* Start Data rows *

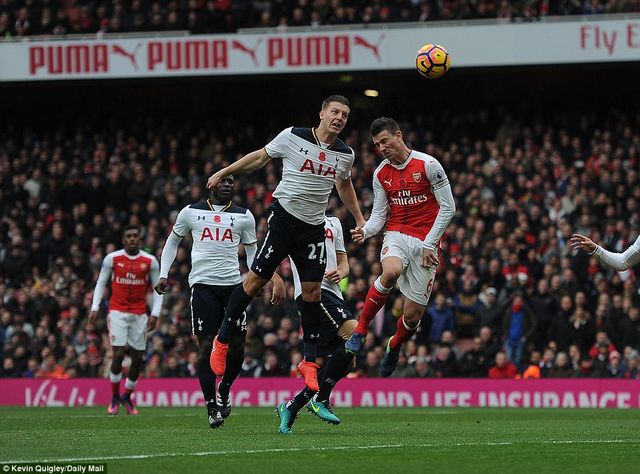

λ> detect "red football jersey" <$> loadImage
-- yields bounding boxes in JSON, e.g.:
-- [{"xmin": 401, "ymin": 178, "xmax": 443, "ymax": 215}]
[
  {"xmin": 103, "ymin": 250, "xmax": 158, "ymax": 314},
  {"xmin": 373, "ymin": 151, "xmax": 443, "ymax": 240}
]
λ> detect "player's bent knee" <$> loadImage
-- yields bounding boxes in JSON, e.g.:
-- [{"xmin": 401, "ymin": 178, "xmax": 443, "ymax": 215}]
[
  {"xmin": 242, "ymin": 271, "xmax": 269, "ymax": 297},
  {"xmin": 338, "ymin": 319, "xmax": 358, "ymax": 341}
]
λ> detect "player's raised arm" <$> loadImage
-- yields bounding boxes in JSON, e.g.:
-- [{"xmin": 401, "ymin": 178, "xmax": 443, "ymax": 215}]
[
  {"xmin": 351, "ymin": 170, "xmax": 389, "ymax": 243},
  {"xmin": 147, "ymin": 257, "xmax": 163, "ymax": 331},
  {"xmin": 153, "ymin": 209, "xmax": 191, "ymax": 295},
  {"xmin": 88, "ymin": 254, "xmax": 113, "ymax": 325},
  {"xmin": 422, "ymin": 160, "xmax": 456, "ymax": 266},
  {"xmin": 207, "ymin": 148, "xmax": 271, "ymax": 190},
  {"xmin": 336, "ymin": 176, "xmax": 365, "ymax": 227},
  {"xmin": 570, "ymin": 234, "xmax": 640, "ymax": 271}
]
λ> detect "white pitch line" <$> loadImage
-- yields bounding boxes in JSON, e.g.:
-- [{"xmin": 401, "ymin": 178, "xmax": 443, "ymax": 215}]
[{"xmin": 0, "ymin": 439, "xmax": 640, "ymax": 464}]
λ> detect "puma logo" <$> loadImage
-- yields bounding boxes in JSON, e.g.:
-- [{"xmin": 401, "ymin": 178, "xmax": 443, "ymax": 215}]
[
  {"xmin": 111, "ymin": 43, "xmax": 142, "ymax": 71},
  {"xmin": 353, "ymin": 33, "xmax": 387, "ymax": 62}
]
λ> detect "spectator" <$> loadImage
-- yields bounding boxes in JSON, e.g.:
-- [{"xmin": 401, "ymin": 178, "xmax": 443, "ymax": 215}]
[
  {"xmin": 547, "ymin": 352, "xmax": 576, "ymax": 379},
  {"xmin": 426, "ymin": 291, "xmax": 455, "ymax": 344},
  {"xmin": 489, "ymin": 351, "xmax": 518, "ymax": 379}
]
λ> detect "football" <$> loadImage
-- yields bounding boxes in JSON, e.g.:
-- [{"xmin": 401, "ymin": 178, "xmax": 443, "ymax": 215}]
[{"xmin": 416, "ymin": 43, "xmax": 451, "ymax": 79}]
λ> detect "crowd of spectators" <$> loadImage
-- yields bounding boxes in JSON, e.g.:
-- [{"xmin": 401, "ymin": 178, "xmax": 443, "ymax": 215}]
[
  {"xmin": 0, "ymin": 98, "xmax": 640, "ymax": 379},
  {"xmin": 0, "ymin": 0, "xmax": 640, "ymax": 37}
]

* End Data rows *

Written exercise: Count how many lines in the entries above contain the string "player", matching case exactly. Reply with the number alone.

Full answer: 2